Excerpted records Start Marker

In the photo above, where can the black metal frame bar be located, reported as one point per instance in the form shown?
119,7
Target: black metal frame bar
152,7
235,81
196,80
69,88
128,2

Excerpted records End Marker

Work instructions =>
Every record above needs to be given again exactly.

Result of the task =>
In the photo above, where can the black metal frame bar be located, reported as one point per instance in the form shown?
119,7
Target: black metal frame bar
152,7
235,81
196,80
69,88
128,2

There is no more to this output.